- Assignment -
Among the records below, find the lines with the word "bridge" and copy them.

----------

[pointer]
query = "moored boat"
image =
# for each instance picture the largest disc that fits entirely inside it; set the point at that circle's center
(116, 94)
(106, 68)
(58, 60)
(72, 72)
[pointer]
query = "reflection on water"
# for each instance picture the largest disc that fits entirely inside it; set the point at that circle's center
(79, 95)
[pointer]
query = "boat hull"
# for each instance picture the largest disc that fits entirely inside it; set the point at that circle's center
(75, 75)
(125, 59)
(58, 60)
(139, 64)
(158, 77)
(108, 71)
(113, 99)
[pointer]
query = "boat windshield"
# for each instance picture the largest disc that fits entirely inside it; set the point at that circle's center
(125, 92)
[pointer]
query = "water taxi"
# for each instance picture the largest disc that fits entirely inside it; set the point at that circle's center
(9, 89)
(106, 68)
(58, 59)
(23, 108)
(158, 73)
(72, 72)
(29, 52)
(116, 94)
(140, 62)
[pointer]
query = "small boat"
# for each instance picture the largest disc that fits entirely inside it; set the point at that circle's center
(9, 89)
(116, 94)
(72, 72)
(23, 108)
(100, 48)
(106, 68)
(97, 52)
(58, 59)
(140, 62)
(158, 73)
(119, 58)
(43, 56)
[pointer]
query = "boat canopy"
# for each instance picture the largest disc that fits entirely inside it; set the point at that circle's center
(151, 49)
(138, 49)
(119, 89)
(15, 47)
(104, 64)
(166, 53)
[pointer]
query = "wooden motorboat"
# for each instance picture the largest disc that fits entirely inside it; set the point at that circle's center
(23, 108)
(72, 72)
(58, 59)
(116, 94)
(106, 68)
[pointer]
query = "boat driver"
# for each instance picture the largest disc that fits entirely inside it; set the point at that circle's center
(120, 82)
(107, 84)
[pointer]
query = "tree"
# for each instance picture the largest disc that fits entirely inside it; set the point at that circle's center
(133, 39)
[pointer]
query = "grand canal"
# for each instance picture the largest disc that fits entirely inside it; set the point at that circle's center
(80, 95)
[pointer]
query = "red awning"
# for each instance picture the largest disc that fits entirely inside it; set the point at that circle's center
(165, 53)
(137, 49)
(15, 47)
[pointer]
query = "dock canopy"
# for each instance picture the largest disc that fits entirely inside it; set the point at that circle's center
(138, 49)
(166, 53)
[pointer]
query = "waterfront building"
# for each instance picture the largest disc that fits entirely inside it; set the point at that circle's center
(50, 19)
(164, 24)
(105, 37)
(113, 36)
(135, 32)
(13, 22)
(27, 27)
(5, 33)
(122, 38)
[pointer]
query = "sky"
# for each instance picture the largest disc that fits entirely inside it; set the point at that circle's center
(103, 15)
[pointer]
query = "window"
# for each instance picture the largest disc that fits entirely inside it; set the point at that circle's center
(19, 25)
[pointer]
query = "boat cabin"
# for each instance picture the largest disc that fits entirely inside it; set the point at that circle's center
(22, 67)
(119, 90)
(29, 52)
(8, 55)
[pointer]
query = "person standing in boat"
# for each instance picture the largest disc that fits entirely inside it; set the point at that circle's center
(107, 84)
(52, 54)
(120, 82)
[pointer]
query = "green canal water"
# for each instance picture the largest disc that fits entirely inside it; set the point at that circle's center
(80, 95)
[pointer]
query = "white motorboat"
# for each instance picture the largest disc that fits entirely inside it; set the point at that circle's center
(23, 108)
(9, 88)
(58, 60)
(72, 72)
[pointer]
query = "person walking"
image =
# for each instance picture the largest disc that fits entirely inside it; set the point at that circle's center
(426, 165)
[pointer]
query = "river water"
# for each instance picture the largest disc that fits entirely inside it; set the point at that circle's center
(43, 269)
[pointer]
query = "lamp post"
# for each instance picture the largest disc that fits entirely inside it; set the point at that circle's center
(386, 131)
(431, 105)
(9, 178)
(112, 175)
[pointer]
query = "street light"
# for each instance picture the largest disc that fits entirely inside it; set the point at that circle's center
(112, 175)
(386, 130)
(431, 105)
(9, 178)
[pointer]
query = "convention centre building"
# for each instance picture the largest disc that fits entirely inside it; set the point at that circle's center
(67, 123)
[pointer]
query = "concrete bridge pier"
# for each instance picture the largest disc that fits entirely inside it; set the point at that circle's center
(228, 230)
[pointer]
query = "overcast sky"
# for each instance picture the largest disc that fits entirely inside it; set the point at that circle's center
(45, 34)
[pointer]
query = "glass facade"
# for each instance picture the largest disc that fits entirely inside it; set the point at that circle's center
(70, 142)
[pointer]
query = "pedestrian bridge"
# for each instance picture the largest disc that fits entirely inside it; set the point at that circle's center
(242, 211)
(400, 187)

----------

- Expected output -
query = "concrete bridge pier"
query = "pedestrian bridge"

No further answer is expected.